> Task directions: Would you set down the complete data below, exactly as shown?

> Extracted records:
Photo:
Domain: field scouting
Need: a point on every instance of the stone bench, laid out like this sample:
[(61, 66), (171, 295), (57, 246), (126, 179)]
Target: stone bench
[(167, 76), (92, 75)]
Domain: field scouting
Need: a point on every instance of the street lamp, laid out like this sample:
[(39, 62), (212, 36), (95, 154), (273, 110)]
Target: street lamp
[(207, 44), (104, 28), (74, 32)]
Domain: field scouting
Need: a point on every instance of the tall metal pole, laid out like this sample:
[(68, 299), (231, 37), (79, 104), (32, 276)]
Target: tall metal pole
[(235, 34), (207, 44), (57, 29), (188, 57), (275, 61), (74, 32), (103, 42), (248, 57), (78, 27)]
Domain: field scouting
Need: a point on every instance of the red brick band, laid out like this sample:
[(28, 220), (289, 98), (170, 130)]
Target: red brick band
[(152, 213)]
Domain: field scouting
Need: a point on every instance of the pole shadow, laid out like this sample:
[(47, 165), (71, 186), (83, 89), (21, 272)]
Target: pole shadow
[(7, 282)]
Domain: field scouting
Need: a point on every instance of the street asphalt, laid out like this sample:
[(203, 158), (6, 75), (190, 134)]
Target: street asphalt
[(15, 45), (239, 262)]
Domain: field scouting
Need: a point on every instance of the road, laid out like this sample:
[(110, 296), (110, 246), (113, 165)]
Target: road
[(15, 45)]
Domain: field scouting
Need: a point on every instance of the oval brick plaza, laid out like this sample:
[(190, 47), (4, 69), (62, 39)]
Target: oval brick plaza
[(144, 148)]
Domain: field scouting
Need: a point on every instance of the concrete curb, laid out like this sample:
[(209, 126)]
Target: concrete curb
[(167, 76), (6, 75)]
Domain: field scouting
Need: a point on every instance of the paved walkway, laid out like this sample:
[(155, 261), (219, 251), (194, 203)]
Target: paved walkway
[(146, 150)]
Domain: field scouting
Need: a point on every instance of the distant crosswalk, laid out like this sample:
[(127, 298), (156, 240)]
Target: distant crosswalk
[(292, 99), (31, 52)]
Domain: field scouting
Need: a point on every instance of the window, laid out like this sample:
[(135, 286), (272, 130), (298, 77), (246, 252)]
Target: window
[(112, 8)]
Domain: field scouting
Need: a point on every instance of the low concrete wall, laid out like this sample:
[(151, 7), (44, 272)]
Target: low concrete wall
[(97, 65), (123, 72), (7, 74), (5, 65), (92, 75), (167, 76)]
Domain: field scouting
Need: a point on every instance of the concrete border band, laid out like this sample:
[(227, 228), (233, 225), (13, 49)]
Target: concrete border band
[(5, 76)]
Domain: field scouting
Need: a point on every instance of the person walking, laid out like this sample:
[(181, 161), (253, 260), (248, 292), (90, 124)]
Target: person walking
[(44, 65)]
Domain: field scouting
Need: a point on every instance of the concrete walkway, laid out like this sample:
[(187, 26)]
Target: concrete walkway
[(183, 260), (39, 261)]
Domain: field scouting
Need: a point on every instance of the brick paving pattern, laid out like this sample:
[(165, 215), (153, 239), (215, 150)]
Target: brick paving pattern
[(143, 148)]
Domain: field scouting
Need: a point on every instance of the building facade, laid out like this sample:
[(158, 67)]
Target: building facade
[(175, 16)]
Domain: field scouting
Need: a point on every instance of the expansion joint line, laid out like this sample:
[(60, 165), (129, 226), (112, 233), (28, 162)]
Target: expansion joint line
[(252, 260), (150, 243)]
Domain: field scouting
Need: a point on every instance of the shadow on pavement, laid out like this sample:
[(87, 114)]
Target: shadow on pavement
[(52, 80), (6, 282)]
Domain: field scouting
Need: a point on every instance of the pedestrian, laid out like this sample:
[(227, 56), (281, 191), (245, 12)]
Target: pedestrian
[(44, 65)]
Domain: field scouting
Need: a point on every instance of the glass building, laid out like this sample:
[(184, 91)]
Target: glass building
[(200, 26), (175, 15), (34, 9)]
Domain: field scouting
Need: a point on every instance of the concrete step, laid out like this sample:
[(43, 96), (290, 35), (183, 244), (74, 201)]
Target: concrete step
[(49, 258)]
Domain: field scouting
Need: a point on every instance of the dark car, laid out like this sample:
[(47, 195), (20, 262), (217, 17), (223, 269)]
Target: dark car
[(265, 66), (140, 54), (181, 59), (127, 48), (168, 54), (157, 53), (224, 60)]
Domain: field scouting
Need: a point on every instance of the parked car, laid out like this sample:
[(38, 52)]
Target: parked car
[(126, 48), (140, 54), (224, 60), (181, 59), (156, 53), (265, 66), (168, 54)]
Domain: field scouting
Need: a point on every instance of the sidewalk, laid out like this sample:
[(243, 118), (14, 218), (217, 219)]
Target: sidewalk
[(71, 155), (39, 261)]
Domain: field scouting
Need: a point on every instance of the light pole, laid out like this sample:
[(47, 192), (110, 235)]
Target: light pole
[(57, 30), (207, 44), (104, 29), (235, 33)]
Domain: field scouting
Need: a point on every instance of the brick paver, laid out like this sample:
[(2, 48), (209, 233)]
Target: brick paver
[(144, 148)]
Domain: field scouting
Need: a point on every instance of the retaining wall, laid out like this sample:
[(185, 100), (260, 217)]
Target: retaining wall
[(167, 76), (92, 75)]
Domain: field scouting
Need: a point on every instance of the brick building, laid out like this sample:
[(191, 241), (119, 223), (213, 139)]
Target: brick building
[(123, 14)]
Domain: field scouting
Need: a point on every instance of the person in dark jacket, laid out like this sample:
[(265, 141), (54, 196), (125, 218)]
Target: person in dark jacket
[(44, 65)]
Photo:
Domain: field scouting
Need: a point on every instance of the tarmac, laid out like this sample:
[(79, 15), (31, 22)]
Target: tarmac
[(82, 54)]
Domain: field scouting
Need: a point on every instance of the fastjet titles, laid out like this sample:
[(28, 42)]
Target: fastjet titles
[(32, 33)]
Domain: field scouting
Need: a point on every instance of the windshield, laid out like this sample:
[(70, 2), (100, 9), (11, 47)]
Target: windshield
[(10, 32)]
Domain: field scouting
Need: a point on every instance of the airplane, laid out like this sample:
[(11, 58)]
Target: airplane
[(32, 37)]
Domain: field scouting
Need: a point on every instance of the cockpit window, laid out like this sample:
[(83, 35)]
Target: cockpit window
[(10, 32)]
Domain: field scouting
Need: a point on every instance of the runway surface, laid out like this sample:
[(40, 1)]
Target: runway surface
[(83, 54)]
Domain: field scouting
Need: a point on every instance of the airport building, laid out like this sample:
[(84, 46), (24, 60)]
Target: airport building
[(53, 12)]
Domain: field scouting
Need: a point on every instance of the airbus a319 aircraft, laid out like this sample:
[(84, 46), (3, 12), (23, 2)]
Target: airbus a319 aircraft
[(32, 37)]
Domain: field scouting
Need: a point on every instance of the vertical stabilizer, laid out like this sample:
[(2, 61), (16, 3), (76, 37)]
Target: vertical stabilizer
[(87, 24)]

> Answer to this problem:
Photo:
Domain: field scouting
Need: a point on every instance of the stone bench, laid out like this sample:
[(61, 66), (171, 295), (57, 246), (126, 179)]
Target: stone bench
[(167, 76), (92, 75)]
Domain: field scouting
Need: a point on every instance of the street lamp, laid out like this sample:
[(39, 62), (212, 36), (95, 154), (273, 110)]
Target: street lamp
[(207, 44), (104, 28), (74, 32)]
Domain: field scouting
Need: a point on every instance of the tall metal pole, laid out like this sample:
[(68, 299), (231, 37), (79, 104), (32, 276)]
Target: tall metal pole
[(235, 34), (207, 44), (57, 29), (188, 57), (275, 61), (74, 32), (103, 42), (248, 57), (78, 27)]
Domain: field scouting
Need: a point on every instance of the red brick band, laid out like this sample:
[(28, 220), (289, 98), (170, 130)]
Target: red brick band
[(152, 213)]
Domain: field scouting
Need: a point on every instance of the pole shadow, laid out like this sample:
[(47, 165), (71, 186), (83, 89), (21, 272)]
Target: pole shadow
[(7, 282)]
Domain: field scouting
Need: a point on every instance of the street asphalt, laid out like this sample:
[(203, 158), (6, 75), (190, 134)]
Target: street asphalt
[(15, 45), (239, 262)]
Domain: field scouting
Need: a point on every instance of the road, laid out like this sample:
[(110, 296), (110, 246), (113, 165)]
Target: road
[(15, 45)]
Domain: field scouting
Need: a point on every instance of the oval brick plaza, laid out like this sample:
[(190, 47), (4, 69), (62, 39)]
Target: oval brick plaza
[(144, 148)]
Domain: field scouting
Need: a point on every instance of the concrete curb, laid out like this sample:
[(209, 126)]
Target: concrete curb
[(167, 76), (6, 75)]
Domain: field scouting
Need: a point on every instance of the paved walkway, laid out like this sample:
[(155, 261), (219, 251), (194, 203)]
Target: paved walkway
[(146, 150)]
Domain: field scouting
Need: a point on every instance of the distant crosswalk, laid out like this sample:
[(127, 298), (156, 240)]
Target: distant crosswalk
[(292, 99), (31, 52)]
Domain: field scouting
Need: a point on every instance of the window, laid out like this sample:
[(135, 286), (272, 130), (298, 77), (246, 252)]
Target: window
[(112, 8)]
Domain: field scouting
Need: a point on every instance of the low concrete wall, laid out like this sample:
[(151, 7), (44, 272)]
Target: low concrete wall
[(97, 65), (123, 72), (7, 74), (5, 65), (92, 75), (167, 76)]
Domain: field scouting
Need: a point on every instance of the concrete border band, laid out like this sample:
[(227, 228), (233, 225), (13, 49)]
Target: concrete border band
[(5, 76)]
Domain: field scouting
Need: a point on every instance of the person walking, laid out like this sample:
[(181, 161), (253, 260), (248, 292), (90, 124)]
Target: person walking
[(44, 65)]
Domain: field scouting
Need: a point on every instance of the concrete walkway, laid out like this sample:
[(187, 26)]
Target: concrete walkway
[(183, 260), (39, 261)]
Domain: field scouting
Need: a point on every instance of the brick paving pattern, laid out like this sample:
[(165, 215), (153, 239), (215, 150)]
Target: brick paving pattern
[(143, 148)]
Domain: field scouting
Need: a point on every instance of the building facade, laid out like this sample:
[(158, 67)]
Target: building facade
[(175, 16)]
Domain: field scouting
Need: a point on every instance of the expansion joint line, laid out like this sample:
[(60, 165), (129, 226), (112, 233), (28, 162)]
Target: expansion joint line
[(252, 260), (150, 243)]
Domain: field scouting
Need: a point on every instance of the shadow on pavement, laid out like this sample:
[(87, 114)]
Target: shadow on pavement
[(52, 80), (6, 282)]
Domain: field scouting
Need: a point on every instance of the pedestrian, laid out like this sample:
[(227, 56), (281, 191), (245, 12)]
Target: pedestrian
[(44, 65)]
Domain: field scouting
Need: a point on every instance of the glass building, laid out like this sample:
[(184, 91)]
Target: glass building
[(200, 26), (175, 15), (34, 9)]
Domain: field scouting
Need: a point on every instance of the concrete step, laid out like this sample:
[(43, 96), (290, 35), (183, 244), (74, 201)]
Target: concrete step
[(49, 258)]
Domain: field scouting
Need: a point on every instance of the dark car, laid out like this sample:
[(47, 195), (20, 262), (217, 17), (223, 269)]
Target: dark car
[(265, 66), (140, 54), (181, 59), (127, 48), (168, 54), (157, 53), (224, 60)]
Domain: field scouting
Need: a point on every instance of the parked car, laid out like this sample:
[(38, 52)]
Target: parked car
[(126, 48), (140, 54), (224, 60), (181, 59), (156, 53), (265, 66), (168, 54)]
Domain: field scouting
Need: a point on every instance of the sidewalk, laid out like this sample:
[(243, 118), (14, 218), (217, 219)]
Target: sidewalk
[(71, 155), (39, 261)]
Domain: field scouting
Need: a point on every instance of the light pole, laid out like this sample:
[(47, 192), (110, 235)]
Target: light pole
[(57, 30), (207, 44), (104, 29), (235, 33)]
Domain: field scouting
Need: a point on every instance of the brick paver, laid out like this sample:
[(2, 48), (209, 233)]
Target: brick paver
[(144, 148)]
Domain: field scouting
Need: a point on every instance of the retaining wall, laid out like this sample:
[(185, 100), (260, 217)]
Target: retaining wall
[(167, 76), (92, 75)]
Domain: field scouting
Need: a point on every instance of the brick building, laid out like this sample:
[(191, 241), (119, 223), (213, 139)]
Target: brick building
[(123, 14)]
Domain: field scouting
Need: a point on every instance of the person in dark jacket, laid out like this sample:
[(265, 141), (54, 196), (125, 218)]
Target: person in dark jacket
[(44, 65)]
Photo:
Domain: field scouting
Need: a point on every instance of the tarmac, laid out like this sample:
[(79, 15), (31, 22)]
Target: tarmac
[(82, 54)]
Domain: field scouting
Need: a point on every instance of the fastjet titles, laid out like this sample:
[(28, 42)]
Target: fastjet titles
[(32, 33)]
Domain: field scouting
Need: a point on every instance of the windshield, laid out like this sample:
[(70, 2), (100, 9), (11, 47)]
Target: windshield
[(10, 32)]
Domain: field scouting
Need: a point on every instance of the airplane, laid out like this sample:
[(11, 58)]
Target: airplane
[(32, 37)]
Domain: field scouting
Need: a point on every instance of the cockpit window, laid out like this sample:
[(83, 35)]
Target: cockpit window
[(10, 32)]
Domain: field scouting
Need: a point on every instance of the runway surface, laid out like this sample:
[(40, 1)]
Target: runway surface
[(83, 54)]
Domain: field scouting
Need: a point on every instance of the airport building, laid out like this sample:
[(84, 46), (24, 60)]
Target: airport building
[(53, 12)]
Domain: field scouting
Need: a point on every instance of the airbus a319 aircraft, laid out like this sample:
[(84, 46), (3, 12), (23, 2)]
Target: airbus a319 aircraft
[(32, 37)]
Domain: field scouting
Need: a point on every instance of the vertical stabilizer, laid out like this sample:
[(2, 61), (16, 3), (76, 37)]
Target: vertical stabilizer
[(87, 24)]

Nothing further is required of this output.